**Problem to solve:**
Output the data below in full, byte for byte. Nothing may differ.

Excerpts from point annotation data
===
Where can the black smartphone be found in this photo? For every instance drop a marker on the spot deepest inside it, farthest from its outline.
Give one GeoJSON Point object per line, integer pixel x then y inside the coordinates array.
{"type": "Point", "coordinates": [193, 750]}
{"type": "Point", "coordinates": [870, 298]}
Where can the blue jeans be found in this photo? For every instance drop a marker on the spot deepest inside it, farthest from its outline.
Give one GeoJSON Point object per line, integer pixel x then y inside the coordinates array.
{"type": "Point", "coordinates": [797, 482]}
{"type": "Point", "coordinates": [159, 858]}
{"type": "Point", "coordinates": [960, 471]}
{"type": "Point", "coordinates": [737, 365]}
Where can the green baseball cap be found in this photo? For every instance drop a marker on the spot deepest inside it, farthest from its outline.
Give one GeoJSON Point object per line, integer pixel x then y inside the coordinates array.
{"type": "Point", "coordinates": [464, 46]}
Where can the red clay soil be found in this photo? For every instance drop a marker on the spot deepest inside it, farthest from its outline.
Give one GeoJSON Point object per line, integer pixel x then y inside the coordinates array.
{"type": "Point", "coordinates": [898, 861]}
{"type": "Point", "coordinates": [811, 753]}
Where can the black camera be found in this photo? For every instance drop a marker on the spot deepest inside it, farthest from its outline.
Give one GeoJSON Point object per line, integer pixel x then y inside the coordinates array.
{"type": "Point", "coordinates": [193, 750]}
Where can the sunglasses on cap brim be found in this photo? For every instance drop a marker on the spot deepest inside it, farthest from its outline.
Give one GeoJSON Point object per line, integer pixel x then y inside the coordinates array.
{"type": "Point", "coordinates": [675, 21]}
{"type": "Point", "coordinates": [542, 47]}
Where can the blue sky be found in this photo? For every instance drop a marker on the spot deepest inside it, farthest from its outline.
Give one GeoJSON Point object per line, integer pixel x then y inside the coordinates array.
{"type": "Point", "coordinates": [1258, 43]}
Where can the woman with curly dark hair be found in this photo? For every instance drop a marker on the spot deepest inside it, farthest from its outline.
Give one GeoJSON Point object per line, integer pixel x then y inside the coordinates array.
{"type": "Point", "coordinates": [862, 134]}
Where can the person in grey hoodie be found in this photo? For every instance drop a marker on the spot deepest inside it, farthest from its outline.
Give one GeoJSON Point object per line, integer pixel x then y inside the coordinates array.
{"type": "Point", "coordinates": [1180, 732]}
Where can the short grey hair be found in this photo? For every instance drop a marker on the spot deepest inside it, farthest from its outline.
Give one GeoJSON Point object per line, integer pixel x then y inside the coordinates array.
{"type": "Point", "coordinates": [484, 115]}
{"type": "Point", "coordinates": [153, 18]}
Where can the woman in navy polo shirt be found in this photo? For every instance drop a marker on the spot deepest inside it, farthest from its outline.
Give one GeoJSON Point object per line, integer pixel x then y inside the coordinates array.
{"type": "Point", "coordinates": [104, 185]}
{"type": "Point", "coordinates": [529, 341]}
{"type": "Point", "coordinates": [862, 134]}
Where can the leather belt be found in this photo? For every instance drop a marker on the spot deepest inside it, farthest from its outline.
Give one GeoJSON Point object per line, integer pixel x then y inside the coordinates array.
===
**Completed exercise:**
Where can the black smartphone be found in this photo? For every instance drop a marker on the spot deepest inside it, farthest from its outline.
Give one GeoJSON Point object per line, integer pixel x then y inside the coordinates array.
{"type": "Point", "coordinates": [193, 750]}
{"type": "Point", "coordinates": [870, 298]}
Where can the blue jeans be found in this photo? For every instance drop a marker on the spot deepest inside it, farthest from its outline.
Give one GeoJSON Point object per line, integer pixel x then y inside the coordinates array.
{"type": "Point", "coordinates": [797, 482]}
{"type": "Point", "coordinates": [159, 858]}
{"type": "Point", "coordinates": [960, 471]}
{"type": "Point", "coordinates": [737, 365]}
Where can the green baseball cap be found in this photo? For every instance drop a marker on the spot deepest inside it, farthest from its outline.
Give one GeoJSON Point object per line, integer pixel x then y inside the coordinates array.
{"type": "Point", "coordinates": [464, 46]}
Where can the red clay soil be found in this photo? For every instance drop a marker on the spot deepest inside it, farthest from its outline.
Give one GeoJSON Point object per line, integer pixel x then y inside the coordinates array.
{"type": "Point", "coordinates": [898, 861]}
{"type": "Point", "coordinates": [811, 753]}
Where can the black camera be found in this photo? For every instance drop a marker on the spot deepest inside it, farthest from its outline.
Give one GeoJSON Point object per line, integer pixel x then y inside the coordinates array.
{"type": "Point", "coordinates": [193, 750]}
Where can the sunglasses on cap brim be found in this photo? For every instance drop a marker on the spot deepest inside it, farthest from its outline.
Give one GeoJSON Point object per line, integer pixel x then y inside the coordinates array.
{"type": "Point", "coordinates": [675, 21]}
{"type": "Point", "coordinates": [542, 47]}
Where can the blue sky be found in this photo? For every instance drop a marker on the spot deepest inside it, farthest from its outline.
Give one GeoJSON Point object per line, integer pixel x then y inside the coordinates array.
{"type": "Point", "coordinates": [1258, 43]}
Where can the woman with curly dark hair be found in this photo? For every instance drop a marker on the spot deepest inside it, farthest from its outline.
Give one GeoJSON Point object per line, integer pixel x then y inside the coordinates array.
{"type": "Point", "coordinates": [862, 134]}
Where can the person in grey hoodie be found in this photo? For every instance drop a marker on the spot deepest inside it, farthest from its outline.
Give one GeoJSON Point object per line, integer pixel x then y inside the coordinates array.
{"type": "Point", "coordinates": [1180, 732]}
Where can the short grey hair be found in this photo? For every instance drop a marker on the spot deepest inside it, farthest from its outline.
Give one GeoJSON Point object per line, integer pixel x then y inside the coordinates array.
{"type": "Point", "coordinates": [484, 115]}
{"type": "Point", "coordinates": [153, 18]}
Where can the woman in navy polo shirt be found in this photo? For every instance drop a marker on the spot deepest inside it, farthest from its outline.
Give one GeoJSON Point object per line, integer pixel x then y inside the coordinates array.
{"type": "Point", "coordinates": [104, 185]}
{"type": "Point", "coordinates": [529, 341]}
{"type": "Point", "coordinates": [862, 134]}
Where can the leather belt be found in this photo? For every instance drop a marker on the spot deepest inside it, farthest from its outline.
Give one GeoJSON Point object per line, integer pixel x then y inside the coordinates array.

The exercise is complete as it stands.